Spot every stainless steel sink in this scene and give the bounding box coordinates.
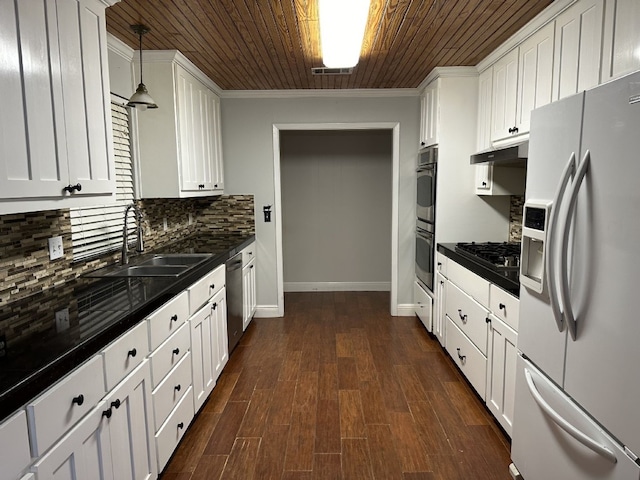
[84,254,211,278]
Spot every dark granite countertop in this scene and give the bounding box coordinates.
[0,233,255,421]
[438,243,520,297]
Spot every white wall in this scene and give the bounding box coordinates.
[280,130,393,291]
[222,96,420,314]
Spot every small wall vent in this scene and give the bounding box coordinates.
[311,67,353,75]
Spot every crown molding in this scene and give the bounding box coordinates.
[220,88,420,98]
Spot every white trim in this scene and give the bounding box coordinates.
[220,87,420,98]
[418,67,478,93]
[395,303,416,317]
[273,122,400,317]
[476,0,578,73]
[138,50,223,96]
[107,33,135,62]
[284,282,391,292]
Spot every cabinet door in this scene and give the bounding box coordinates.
[486,315,518,436]
[514,23,555,135]
[491,48,518,142]
[31,402,116,480]
[189,303,218,412]
[211,288,229,380]
[602,0,640,82]
[553,0,604,100]
[433,273,447,347]
[477,68,493,151]
[106,360,157,480]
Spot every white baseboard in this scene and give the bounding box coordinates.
[398,303,416,317]
[253,305,282,318]
[284,282,391,292]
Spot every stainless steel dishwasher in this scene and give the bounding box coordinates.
[225,253,243,355]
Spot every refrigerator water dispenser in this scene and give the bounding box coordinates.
[520,200,553,293]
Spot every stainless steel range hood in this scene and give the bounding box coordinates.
[471,140,529,167]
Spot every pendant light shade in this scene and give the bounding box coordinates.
[127,25,158,111]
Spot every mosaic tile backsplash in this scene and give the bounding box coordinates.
[0,195,255,304]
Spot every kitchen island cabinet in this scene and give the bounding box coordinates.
[136,50,224,198]
[0,0,117,213]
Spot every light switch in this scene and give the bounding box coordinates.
[49,236,64,260]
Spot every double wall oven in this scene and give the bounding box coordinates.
[416,145,438,293]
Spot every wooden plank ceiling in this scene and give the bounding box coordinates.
[107,0,553,90]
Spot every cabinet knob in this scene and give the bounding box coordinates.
[456,348,467,363]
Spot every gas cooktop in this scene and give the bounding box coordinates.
[455,242,520,270]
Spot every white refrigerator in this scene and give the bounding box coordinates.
[511,72,640,480]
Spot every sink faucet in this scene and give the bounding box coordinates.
[121,203,144,265]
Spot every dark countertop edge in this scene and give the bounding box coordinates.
[0,234,255,423]
[438,243,520,298]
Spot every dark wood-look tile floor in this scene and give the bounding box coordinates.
[161,292,511,480]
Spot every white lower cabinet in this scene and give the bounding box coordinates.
[486,315,518,436]
[413,281,433,332]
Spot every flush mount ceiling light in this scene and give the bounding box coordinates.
[318,0,371,68]
[127,25,158,110]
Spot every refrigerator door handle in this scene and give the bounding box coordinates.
[559,150,591,340]
[524,368,618,463]
[544,153,576,332]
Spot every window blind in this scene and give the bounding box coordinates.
[70,103,135,260]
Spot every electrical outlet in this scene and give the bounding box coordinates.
[56,308,69,333]
[49,236,64,260]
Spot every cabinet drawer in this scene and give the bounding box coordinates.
[152,350,191,430]
[241,242,256,267]
[0,410,31,478]
[446,317,487,400]
[147,292,189,351]
[446,282,489,355]
[187,265,225,315]
[156,387,194,472]
[436,252,449,277]
[447,260,489,307]
[102,322,149,390]
[489,284,520,332]
[27,355,105,457]
[149,323,190,388]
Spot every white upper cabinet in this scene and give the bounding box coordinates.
[0,0,116,213]
[553,0,604,100]
[136,50,224,198]
[491,48,518,142]
[420,79,440,148]
[602,0,640,82]
[514,22,555,135]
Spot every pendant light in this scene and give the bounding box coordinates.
[127,25,158,111]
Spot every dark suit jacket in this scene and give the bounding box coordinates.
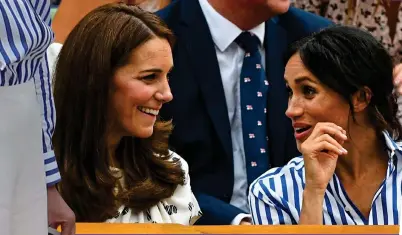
[157,0,330,224]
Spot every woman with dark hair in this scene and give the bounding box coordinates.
[249,26,402,225]
[53,4,201,225]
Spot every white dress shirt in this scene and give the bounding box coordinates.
[199,0,265,224]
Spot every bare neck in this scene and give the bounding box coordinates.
[107,133,122,168]
[208,0,272,30]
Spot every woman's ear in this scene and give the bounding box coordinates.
[352,86,373,113]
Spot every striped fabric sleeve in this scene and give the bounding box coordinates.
[34,54,61,187]
[0,0,60,186]
[248,180,298,225]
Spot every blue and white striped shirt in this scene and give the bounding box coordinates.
[0,0,60,186]
[249,133,402,225]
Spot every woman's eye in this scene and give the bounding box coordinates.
[141,73,156,81]
[303,86,317,97]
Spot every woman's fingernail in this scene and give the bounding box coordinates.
[342,134,348,140]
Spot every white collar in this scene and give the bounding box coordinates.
[199,0,265,52]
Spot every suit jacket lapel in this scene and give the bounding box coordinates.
[178,0,233,159]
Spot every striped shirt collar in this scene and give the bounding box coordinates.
[249,132,402,225]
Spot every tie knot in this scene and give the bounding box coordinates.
[235,32,260,53]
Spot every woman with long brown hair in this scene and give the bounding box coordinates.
[53,4,201,224]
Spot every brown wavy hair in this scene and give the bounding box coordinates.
[53,3,184,222]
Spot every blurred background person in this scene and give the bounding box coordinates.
[293,0,402,65]
[0,0,75,235]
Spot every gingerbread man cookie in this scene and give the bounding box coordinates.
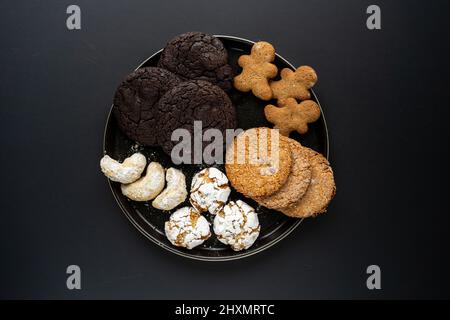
[264,98,320,136]
[270,66,317,102]
[234,41,278,100]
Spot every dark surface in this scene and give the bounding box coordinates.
[0,0,450,299]
[105,36,328,261]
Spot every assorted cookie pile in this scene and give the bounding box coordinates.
[225,128,336,218]
[100,32,336,251]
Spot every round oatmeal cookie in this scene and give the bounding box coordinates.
[255,135,311,210]
[113,67,181,146]
[156,80,236,161]
[225,128,292,198]
[280,147,336,218]
[158,32,233,90]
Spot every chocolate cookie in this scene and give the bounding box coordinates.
[156,80,236,159]
[158,32,233,90]
[113,67,181,146]
[280,147,336,218]
[225,128,292,199]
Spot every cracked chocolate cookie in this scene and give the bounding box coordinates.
[158,32,233,90]
[156,80,236,161]
[113,67,181,146]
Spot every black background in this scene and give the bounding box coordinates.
[0,0,450,299]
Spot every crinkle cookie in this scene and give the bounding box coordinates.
[113,67,180,146]
[280,147,336,218]
[255,136,311,210]
[164,207,211,249]
[189,168,231,214]
[158,32,233,90]
[214,200,261,251]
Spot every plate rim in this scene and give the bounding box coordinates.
[102,34,330,262]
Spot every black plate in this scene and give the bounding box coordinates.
[104,36,328,261]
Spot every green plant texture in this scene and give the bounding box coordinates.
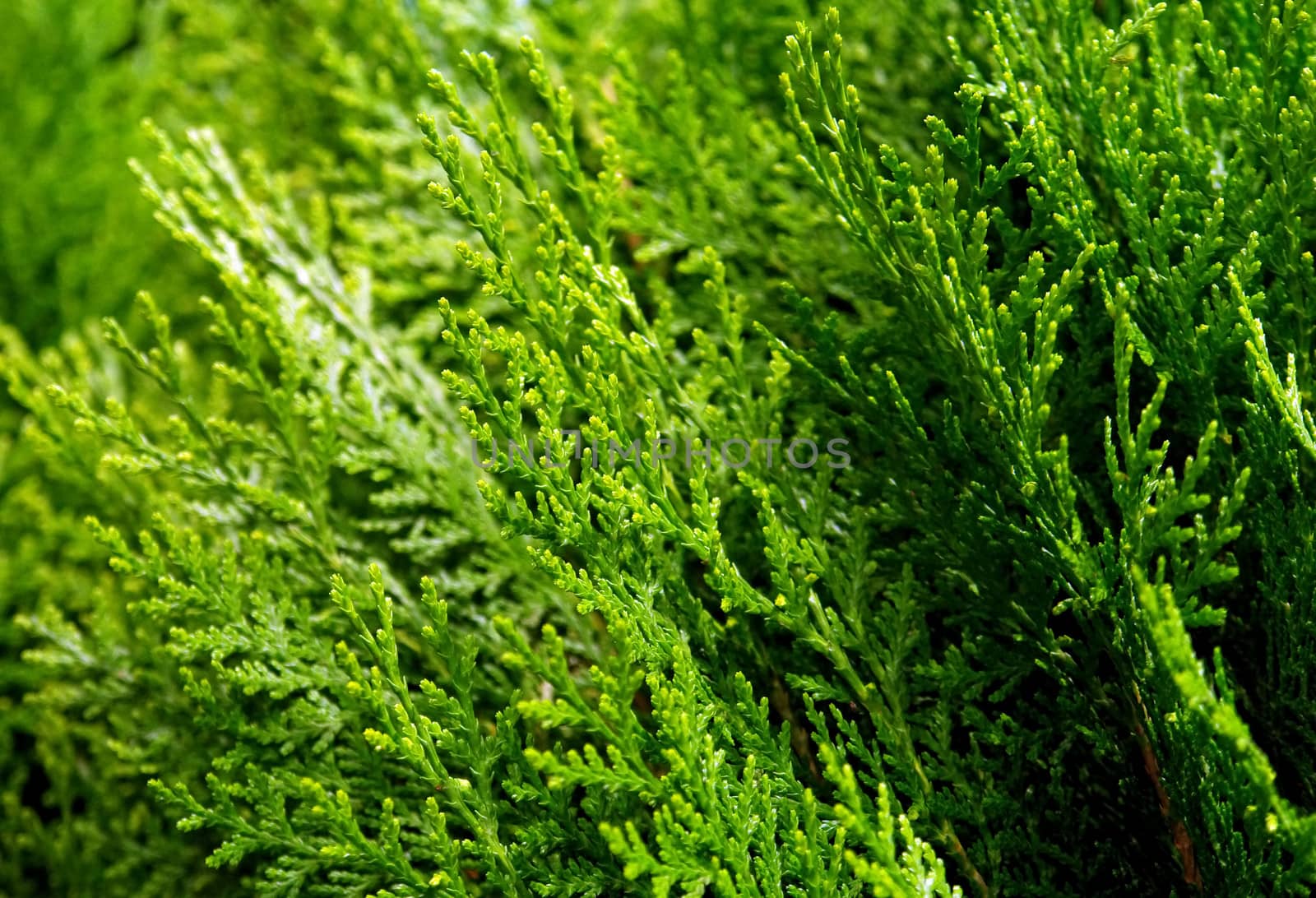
[0,0,1316,898]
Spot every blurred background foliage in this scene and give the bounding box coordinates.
[0,0,972,896]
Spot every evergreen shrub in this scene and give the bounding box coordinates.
[0,0,1316,898]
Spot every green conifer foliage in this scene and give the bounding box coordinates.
[7,0,1316,898]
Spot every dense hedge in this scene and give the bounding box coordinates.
[0,0,1316,898]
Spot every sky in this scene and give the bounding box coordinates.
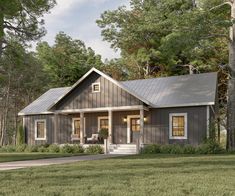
[42,0,129,60]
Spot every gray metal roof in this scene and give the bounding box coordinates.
[19,73,217,115]
[19,87,70,115]
[122,73,217,107]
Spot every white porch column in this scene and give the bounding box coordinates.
[109,110,113,144]
[80,112,84,144]
[140,108,144,145]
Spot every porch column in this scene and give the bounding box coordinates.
[53,113,59,144]
[139,108,144,145]
[109,110,113,144]
[80,112,84,144]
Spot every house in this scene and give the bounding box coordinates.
[19,68,217,154]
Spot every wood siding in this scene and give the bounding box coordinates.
[24,106,207,145]
[55,72,142,110]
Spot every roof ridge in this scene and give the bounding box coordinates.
[119,72,217,83]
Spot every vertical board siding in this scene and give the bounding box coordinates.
[25,106,207,145]
[56,73,142,110]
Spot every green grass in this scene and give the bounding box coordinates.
[0,155,235,196]
[0,153,84,163]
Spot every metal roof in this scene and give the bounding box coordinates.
[18,87,70,115]
[19,71,217,115]
[122,72,217,108]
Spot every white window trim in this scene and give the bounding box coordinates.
[92,82,100,93]
[34,119,47,140]
[72,118,86,135]
[169,113,188,139]
[97,116,109,133]
[127,115,140,144]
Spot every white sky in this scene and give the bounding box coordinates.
[38,0,129,59]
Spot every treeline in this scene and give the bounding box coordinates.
[0,0,235,148]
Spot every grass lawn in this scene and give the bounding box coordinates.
[0,155,235,196]
[0,153,84,163]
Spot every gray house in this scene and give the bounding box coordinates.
[19,68,217,154]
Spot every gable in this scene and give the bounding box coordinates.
[53,72,143,110]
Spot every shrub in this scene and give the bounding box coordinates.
[38,145,49,152]
[60,144,74,153]
[160,144,171,154]
[16,144,27,152]
[99,129,109,139]
[183,145,196,154]
[17,125,25,145]
[141,144,160,154]
[196,139,224,154]
[73,144,84,153]
[25,145,38,152]
[85,145,103,154]
[48,144,60,153]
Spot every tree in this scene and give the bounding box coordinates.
[0,0,56,57]
[37,32,103,87]
[0,38,48,145]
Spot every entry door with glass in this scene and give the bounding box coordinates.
[130,118,140,143]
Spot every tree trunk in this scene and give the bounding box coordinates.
[226,1,235,150]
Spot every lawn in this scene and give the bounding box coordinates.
[0,153,84,163]
[0,155,235,196]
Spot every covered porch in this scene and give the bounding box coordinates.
[54,105,148,145]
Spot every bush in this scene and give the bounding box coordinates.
[99,129,109,139]
[73,144,84,153]
[16,144,27,152]
[141,144,160,154]
[38,145,49,152]
[25,145,38,152]
[48,144,60,153]
[196,139,225,154]
[60,144,74,153]
[17,125,25,145]
[85,145,104,154]
[183,145,196,154]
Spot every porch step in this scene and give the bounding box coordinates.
[109,144,137,154]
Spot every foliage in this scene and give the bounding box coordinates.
[141,144,160,154]
[37,32,102,87]
[16,144,27,152]
[141,140,225,154]
[0,0,56,57]
[85,145,104,154]
[48,144,60,153]
[25,145,39,152]
[99,129,109,139]
[17,125,25,145]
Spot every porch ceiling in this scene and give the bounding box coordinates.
[54,105,149,114]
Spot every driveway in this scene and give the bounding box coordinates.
[0,154,125,171]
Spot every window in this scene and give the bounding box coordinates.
[131,118,140,131]
[92,83,100,93]
[72,118,86,138]
[35,120,46,140]
[98,116,109,132]
[169,113,187,139]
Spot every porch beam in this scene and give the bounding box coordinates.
[139,109,144,145]
[80,112,84,144]
[108,110,113,144]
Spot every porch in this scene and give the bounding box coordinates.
[54,105,148,149]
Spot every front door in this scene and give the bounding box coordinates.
[130,118,140,144]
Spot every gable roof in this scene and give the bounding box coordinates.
[18,87,70,115]
[48,67,151,110]
[19,68,217,115]
[122,72,217,108]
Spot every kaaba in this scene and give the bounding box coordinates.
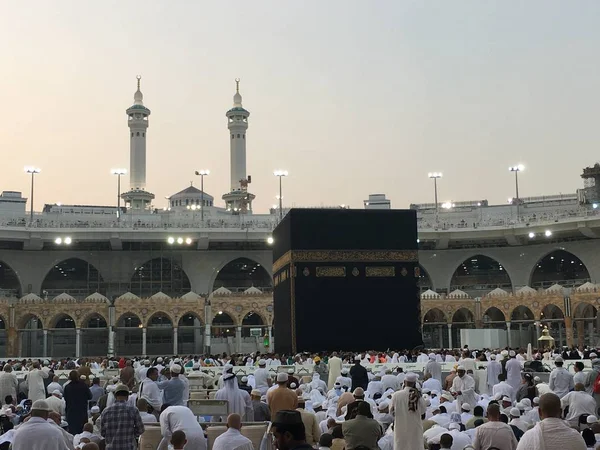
[273,209,422,354]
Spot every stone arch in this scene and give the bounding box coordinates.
[510,305,535,322]
[540,303,565,320]
[177,311,204,354]
[418,263,435,292]
[41,257,105,300]
[130,256,191,298]
[449,253,512,297]
[210,310,237,338]
[145,310,176,328]
[423,308,448,324]
[209,256,273,292]
[115,311,145,356]
[0,260,23,298]
[573,302,598,319]
[79,311,108,356]
[78,311,108,328]
[240,310,268,337]
[529,248,591,288]
[177,310,204,327]
[17,313,46,330]
[48,312,77,329]
[481,306,506,328]
[115,311,144,328]
[452,307,475,324]
[422,307,449,348]
[146,311,175,355]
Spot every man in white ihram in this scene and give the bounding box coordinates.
[323,352,342,389]
[213,414,254,450]
[450,366,477,408]
[425,353,442,383]
[390,373,427,450]
[254,359,271,395]
[538,356,575,398]
[487,355,504,395]
[517,393,587,450]
[11,400,67,450]
[157,406,207,450]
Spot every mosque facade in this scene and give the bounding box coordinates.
[0,78,600,357]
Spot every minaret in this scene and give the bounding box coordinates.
[121,75,154,210]
[223,78,255,214]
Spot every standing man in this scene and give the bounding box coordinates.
[26,361,48,402]
[473,403,516,450]
[425,353,442,383]
[450,366,478,410]
[267,372,298,417]
[350,355,369,391]
[254,359,271,395]
[323,352,342,389]
[100,384,145,450]
[390,373,427,450]
[487,355,502,395]
[158,406,207,450]
[505,350,521,392]
[516,393,587,450]
[548,356,575,398]
[0,364,19,402]
[213,414,254,450]
[342,402,380,450]
[11,400,68,450]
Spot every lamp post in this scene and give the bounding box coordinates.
[110,169,127,222]
[196,169,210,225]
[273,170,288,220]
[25,167,42,225]
[428,172,442,225]
[508,164,525,222]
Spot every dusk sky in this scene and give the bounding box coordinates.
[0,0,600,212]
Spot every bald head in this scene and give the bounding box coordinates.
[353,388,365,398]
[227,413,242,430]
[488,403,500,422]
[540,392,562,420]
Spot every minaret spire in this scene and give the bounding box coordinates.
[223,78,255,214]
[121,75,154,210]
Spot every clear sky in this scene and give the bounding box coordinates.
[0,0,600,212]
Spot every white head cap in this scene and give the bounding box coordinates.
[277,372,288,383]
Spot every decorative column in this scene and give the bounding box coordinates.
[204,299,212,355]
[565,316,573,348]
[75,328,81,358]
[235,327,242,353]
[106,305,115,358]
[558,322,562,348]
[6,300,17,358]
[577,320,585,348]
[142,327,148,356]
[173,327,179,355]
[42,330,48,358]
[267,326,273,353]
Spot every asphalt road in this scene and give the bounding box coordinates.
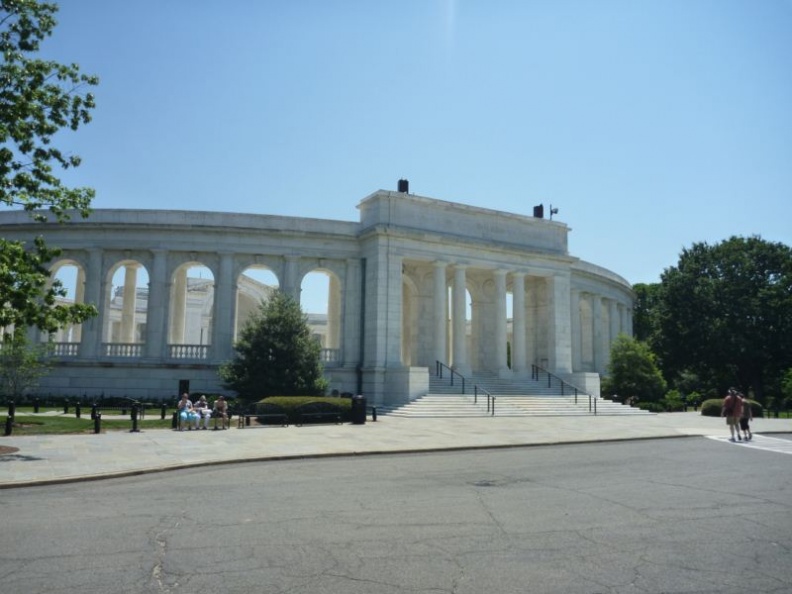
[0,436,792,594]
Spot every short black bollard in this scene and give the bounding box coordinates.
[130,404,140,433]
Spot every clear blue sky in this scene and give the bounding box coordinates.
[42,0,792,283]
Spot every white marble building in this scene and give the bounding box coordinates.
[0,190,633,404]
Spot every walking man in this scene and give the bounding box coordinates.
[721,388,743,441]
[737,394,753,441]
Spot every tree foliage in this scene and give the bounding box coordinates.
[602,334,666,402]
[0,333,50,399]
[0,0,98,331]
[633,283,663,345]
[657,237,792,400]
[220,291,327,400]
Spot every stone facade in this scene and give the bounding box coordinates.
[0,190,633,404]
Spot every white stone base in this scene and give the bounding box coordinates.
[560,371,600,398]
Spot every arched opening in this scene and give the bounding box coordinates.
[168,262,215,359]
[234,264,279,341]
[300,268,341,364]
[102,260,149,357]
[50,260,85,357]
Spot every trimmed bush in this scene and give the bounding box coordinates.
[256,396,352,423]
[701,398,764,418]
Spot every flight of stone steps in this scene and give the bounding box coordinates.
[382,370,651,418]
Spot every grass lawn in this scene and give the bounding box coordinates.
[0,409,171,435]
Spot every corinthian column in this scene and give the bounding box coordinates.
[121,264,138,344]
[432,262,448,365]
[453,265,470,375]
[512,272,525,375]
[495,270,509,376]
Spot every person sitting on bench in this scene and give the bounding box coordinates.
[212,396,228,429]
[195,396,212,429]
[177,392,200,431]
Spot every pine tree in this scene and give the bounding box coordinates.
[219,291,327,401]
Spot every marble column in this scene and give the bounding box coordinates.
[432,262,448,365]
[569,289,583,371]
[146,249,170,359]
[80,249,107,359]
[494,270,510,376]
[211,252,237,362]
[341,258,363,368]
[70,266,85,342]
[548,274,572,374]
[591,295,605,373]
[120,263,138,344]
[279,255,302,303]
[608,299,621,350]
[512,272,527,375]
[452,265,470,375]
[325,274,341,349]
[170,266,187,344]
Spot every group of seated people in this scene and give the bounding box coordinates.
[177,392,228,431]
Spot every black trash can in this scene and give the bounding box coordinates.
[352,394,366,425]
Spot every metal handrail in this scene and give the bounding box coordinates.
[531,364,597,416]
[435,361,465,394]
[435,361,495,416]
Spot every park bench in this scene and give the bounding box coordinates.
[90,398,148,419]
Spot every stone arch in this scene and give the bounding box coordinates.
[102,257,149,357]
[167,258,215,346]
[50,257,85,344]
[234,263,280,340]
[300,261,344,364]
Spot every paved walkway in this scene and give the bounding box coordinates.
[0,412,792,488]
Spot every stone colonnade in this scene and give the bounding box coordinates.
[0,191,633,403]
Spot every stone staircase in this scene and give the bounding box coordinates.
[381,370,651,418]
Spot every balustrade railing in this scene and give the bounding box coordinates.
[52,342,80,357]
[168,344,209,359]
[102,342,143,357]
[320,349,341,363]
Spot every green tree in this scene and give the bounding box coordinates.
[633,283,663,345]
[0,0,98,332]
[0,333,50,399]
[602,334,666,402]
[219,291,327,400]
[658,237,792,402]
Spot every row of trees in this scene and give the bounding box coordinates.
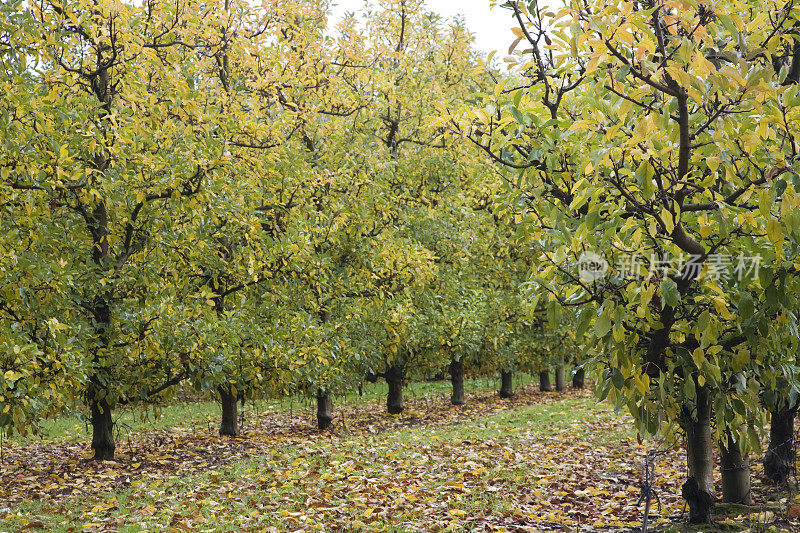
[462,0,800,522]
[0,0,576,459]
[0,0,800,522]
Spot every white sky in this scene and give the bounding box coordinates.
[331,0,514,57]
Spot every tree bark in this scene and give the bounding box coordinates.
[500,370,514,398]
[317,389,333,431]
[719,431,750,505]
[218,387,239,437]
[539,369,553,392]
[386,366,403,415]
[89,392,116,461]
[450,359,467,405]
[556,363,567,392]
[764,402,797,485]
[572,367,586,389]
[681,384,714,524]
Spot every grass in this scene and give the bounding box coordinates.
[0,381,788,533]
[4,373,533,445]
[0,384,656,531]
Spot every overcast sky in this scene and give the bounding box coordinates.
[326,0,514,57]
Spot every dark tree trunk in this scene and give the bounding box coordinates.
[764,405,797,485]
[90,392,116,461]
[539,370,553,392]
[317,389,333,431]
[386,366,403,415]
[556,364,567,392]
[681,384,714,524]
[218,387,239,437]
[572,367,586,389]
[500,370,514,398]
[719,432,750,505]
[450,360,467,405]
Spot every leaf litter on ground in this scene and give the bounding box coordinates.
[0,387,797,531]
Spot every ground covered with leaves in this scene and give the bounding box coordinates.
[0,387,800,531]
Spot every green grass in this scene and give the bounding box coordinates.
[6,373,533,445]
[0,390,630,531]
[0,383,792,533]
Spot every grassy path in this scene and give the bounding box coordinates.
[0,387,790,531]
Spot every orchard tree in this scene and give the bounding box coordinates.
[468,1,800,522]
[0,1,272,459]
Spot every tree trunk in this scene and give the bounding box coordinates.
[719,431,750,505]
[450,360,467,405]
[681,384,714,524]
[539,369,553,392]
[556,363,567,392]
[90,392,116,461]
[218,387,239,437]
[572,367,586,389]
[386,366,403,415]
[317,389,333,431]
[500,370,514,398]
[764,402,797,485]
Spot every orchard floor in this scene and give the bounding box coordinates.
[0,386,800,532]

= DIRECTION =
Rewrite the entries from the line containing "Spot every corinthian" through the line containing "[170,266,187,344]", switching "column" to "pillar" and leaving everything else unchanged.

= RESPONSE BELOW =
Spot every corinthian pillar in this scene and give the bounding box coordinates.
[121,264,138,344]
[432,262,448,365]
[453,265,470,375]
[512,272,525,375]
[495,270,509,376]
Spot every person sitting on bench in this scene and give the bounding box coordinates.
[212,396,228,429]
[195,396,212,429]
[177,392,200,431]
Spot every pine tree in this scene and give the bounding box coordinates.
[219,291,327,401]
Spot every marble pillar in this scene and give the bounding box coordinates.
[432,262,448,365]
[569,289,583,371]
[146,249,170,359]
[80,249,107,359]
[494,270,510,376]
[211,252,237,362]
[341,258,363,368]
[70,266,85,342]
[548,274,572,374]
[591,295,605,373]
[120,263,138,344]
[279,255,302,303]
[608,299,621,350]
[512,272,527,375]
[452,265,470,375]
[325,274,341,349]
[170,266,187,344]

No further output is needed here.